[Exercise objective] Take the entries below and print all of them exactly, please.
[Dataset extract — start]
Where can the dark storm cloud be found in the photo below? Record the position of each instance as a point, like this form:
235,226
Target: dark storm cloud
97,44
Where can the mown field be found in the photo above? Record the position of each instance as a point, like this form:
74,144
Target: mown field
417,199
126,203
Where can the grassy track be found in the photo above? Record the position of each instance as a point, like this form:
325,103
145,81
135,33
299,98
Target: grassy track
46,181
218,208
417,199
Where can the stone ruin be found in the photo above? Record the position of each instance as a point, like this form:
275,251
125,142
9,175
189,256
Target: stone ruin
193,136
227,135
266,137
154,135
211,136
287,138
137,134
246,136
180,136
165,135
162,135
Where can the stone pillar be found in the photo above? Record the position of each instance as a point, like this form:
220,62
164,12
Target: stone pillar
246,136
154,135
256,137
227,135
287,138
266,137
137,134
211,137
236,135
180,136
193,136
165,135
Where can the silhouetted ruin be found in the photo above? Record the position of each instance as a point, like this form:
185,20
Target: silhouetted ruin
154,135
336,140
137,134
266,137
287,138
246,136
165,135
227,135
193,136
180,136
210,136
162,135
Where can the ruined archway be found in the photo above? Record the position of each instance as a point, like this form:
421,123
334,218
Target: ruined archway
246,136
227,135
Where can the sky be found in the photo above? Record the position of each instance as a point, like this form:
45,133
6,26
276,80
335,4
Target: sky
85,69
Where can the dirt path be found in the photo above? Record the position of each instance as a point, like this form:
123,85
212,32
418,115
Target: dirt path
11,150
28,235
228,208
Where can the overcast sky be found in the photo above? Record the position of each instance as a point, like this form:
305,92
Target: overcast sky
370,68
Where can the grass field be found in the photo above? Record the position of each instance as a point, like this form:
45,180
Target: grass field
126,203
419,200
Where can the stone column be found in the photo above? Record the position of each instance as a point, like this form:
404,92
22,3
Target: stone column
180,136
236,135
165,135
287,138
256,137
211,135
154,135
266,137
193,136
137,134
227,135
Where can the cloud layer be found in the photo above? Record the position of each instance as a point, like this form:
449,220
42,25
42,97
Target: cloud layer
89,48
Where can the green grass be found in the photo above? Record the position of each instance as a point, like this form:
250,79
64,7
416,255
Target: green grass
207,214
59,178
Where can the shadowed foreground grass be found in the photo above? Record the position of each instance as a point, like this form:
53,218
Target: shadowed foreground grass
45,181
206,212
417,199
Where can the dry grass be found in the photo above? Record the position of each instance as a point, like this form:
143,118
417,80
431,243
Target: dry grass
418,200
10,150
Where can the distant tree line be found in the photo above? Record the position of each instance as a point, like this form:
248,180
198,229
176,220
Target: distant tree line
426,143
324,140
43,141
[Dataset extract — finish]
[Answer area]
Where can the dark storm cloud be found in the photo below? Record the position of each instance as a point, like this form:
235,226
Target: dark storm cloud
97,44
Where can the mown field be found in the photo above? Record the position of each instance as a point, like this form:
74,144
Target: mown field
417,199
126,203
Where can the grassy track be found in the photo above? Record the position of each instance as a point, like this form:
325,103
145,81
135,33
299,98
Target: grassy track
46,181
218,208
417,199
Where can the stone ruin be found in the photo above? Record the position of each instance as a point, like this form:
275,251
125,142
9,175
189,256
Target: stone ruin
193,136
227,135
266,137
154,135
211,136
287,138
137,134
246,136
180,136
165,135
162,135
Where can the stone pillar be found in the photo above? Record the position of each instance as a point, like this form:
220,62
164,12
Target: stone pillar
246,136
154,135
256,137
227,135
287,138
266,137
137,134
211,137
236,135
180,136
193,136
165,135
Where can the silhouetted ruin be found in the photo above? Record the position of each instance as a point, like this form:
185,20
Target: silhouetted ruin
154,135
336,140
137,134
266,137
287,138
246,136
165,135
227,135
193,136
180,136
210,136
162,135
Where can the ruined archway be found in the photo above? Record the position of each instance as a point, like this form:
421,123
334,218
Target: ruined archway
246,136
227,135
Where can the sky be found in the photo above? Record the position of each instance as a point, like this form:
45,133
6,26
276,80
335,4
Target: sky
85,69
Where can the dirt path be found in the photo above? Record the position of each instance as a point, like this form:
123,85
212,32
418,115
Target: dirt path
11,150
28,235
228,208
Where can the overcast sky be found in the photo above? Record the position of each instance as a point, like this form:
305,92
Target: overcast sky
370,68
Where can the grass field be found in the photo above? Record the position of each instance as a point, like this form:
45,180
Target: grass field
126,203
419,200
Where can the stone column be found in the photo above? Record the position of each instance as a point, like this form:
404,92
22,3
Target: stone column
180,136
236,135
165,135
287,138
256,137
211,135
154,135
266,137
193,136
137,134
227,135
Where can the cloud layer be found in the photo above? Record the position of each instance as a point, like this form:
449,220
42,25
42,97
Target: cloud layer
89,48
Where can the green grass be found in the photo above? Record the position of each instance as a point, like this form:
250,79
64,7
416,255
Target: green grass
207,214
59,178
Where can the shadowed foreground grass be found in the photo above? Record the position of each instance as a point, like this form:
53,218
Target: shadowed foreground grass
45,181
206,212
417,199
Where can the dry grass be found in the photo above? Record the position of each instance as a point, like this form:
143,118
417,80
431,243
Target: dry grass
418,200
10,150
Where can the distant tree line be found in the photo above? Record the position of each instance as a point, like this form:
248,180
198,229
176,220
Target: distant tree line
426,143
324,140
43,141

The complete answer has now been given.